The Indianapolis-based electric utility was set to announce the plan at a luncheon for employees and community officials at the generating station, the largest in its fleet, and the only one to still use coal as a fuel source.

The investment would make AES Indiana the first utility in Indiana to abandon the use of coal as a fuel source, if state regulators agree, the company said.

The news comes about five months after the utility announced plans to stop using coal by 2026 at Petersburg and triple its renewables portfolio by 2027.

The Petersburg power plant, about 120 miles southwest of Indianapolis on the White River, has been called a “super polluter” by environmental groups and even by the Indianapolis City-County Council, which passed a resolution in 2017 calling for AES to cut back on burning coal.

The plant, the largest in AES Indiana’s fleet, has racked up dozens of environmental violations for emitting excess sulfur dioxide, nitrous oxide particulate matter and sulfuric mist. The coal-fired units have been active since the 1960s.

The new investments include “repowering” Petersburg’s two remaining coal-fired units to natural gas, pending approval from state regulators, and the addition of two new projects, including solar and battery storage.

§ **Dataset records**
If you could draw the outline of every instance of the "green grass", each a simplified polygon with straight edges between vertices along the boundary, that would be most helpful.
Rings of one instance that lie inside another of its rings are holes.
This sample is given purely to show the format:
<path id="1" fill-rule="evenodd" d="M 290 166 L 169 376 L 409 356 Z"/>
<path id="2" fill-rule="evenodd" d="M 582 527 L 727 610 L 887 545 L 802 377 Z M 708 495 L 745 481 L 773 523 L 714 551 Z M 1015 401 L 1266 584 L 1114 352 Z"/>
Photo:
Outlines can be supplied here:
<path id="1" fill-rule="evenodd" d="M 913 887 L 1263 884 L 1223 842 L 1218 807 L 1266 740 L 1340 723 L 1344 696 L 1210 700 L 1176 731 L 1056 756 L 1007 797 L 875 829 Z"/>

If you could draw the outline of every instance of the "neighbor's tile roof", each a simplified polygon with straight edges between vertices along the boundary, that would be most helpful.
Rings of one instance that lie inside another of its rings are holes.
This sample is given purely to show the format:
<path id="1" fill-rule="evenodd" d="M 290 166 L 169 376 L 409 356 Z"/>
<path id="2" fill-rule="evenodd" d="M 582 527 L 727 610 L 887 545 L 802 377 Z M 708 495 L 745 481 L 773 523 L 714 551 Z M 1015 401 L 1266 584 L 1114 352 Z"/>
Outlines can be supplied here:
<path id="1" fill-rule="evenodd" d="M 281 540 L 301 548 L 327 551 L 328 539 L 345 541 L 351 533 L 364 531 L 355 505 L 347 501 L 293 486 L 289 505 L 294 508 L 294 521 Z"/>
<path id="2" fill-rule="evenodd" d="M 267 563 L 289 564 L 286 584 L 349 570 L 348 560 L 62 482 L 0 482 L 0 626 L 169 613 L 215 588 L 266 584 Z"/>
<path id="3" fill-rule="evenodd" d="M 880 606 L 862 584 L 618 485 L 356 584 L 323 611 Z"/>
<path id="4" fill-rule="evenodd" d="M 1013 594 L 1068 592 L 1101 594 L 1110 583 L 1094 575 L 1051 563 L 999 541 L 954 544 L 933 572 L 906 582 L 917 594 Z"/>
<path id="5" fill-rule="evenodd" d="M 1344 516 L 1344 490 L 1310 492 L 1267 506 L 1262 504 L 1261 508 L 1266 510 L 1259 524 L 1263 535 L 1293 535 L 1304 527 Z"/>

§ **Direction**
Copy out the passage about AES Indiana's Petersburg plant word for word, from its first sentence to its last.

§ **Reply**
The Indianapolis-based electric utility was set to announce the plan at a luncheon for employees and community officials at the generating station, the largest in its fleet, and the only one to still use coal as a fuel source.

The investment would make AES Indiana the first utility in Indiana to abandon the use of coal as a fuel source, if state regulators agree, the company said.

The news comes about five months after the utility announced plans to stop using coal by 2026 at Petersburg and triple its renewables portfolio by 2027.

The Petersburg power plant, about 120 miles southwest of Indianapolis on the White River, has been called a “super polluter” by environmental groups and even by the Indianapolis City-County Council, which passed a resolution in 2017 calling for AES to cut back on burning coal.

The plant, the largest in AES Indiana’s fleet, has racked up dozens of environmental violations for emitting excess sulfur dioxide, nitrous oxide particulate matter and sulfuric mist. The coal-fired units have been active since the 1960s.

The new investments include “repowering” Petersburg’s two remaining coal-fired units to natural gas, pending approval from state regulators, and the addition of two new projects, including solar and battery storage.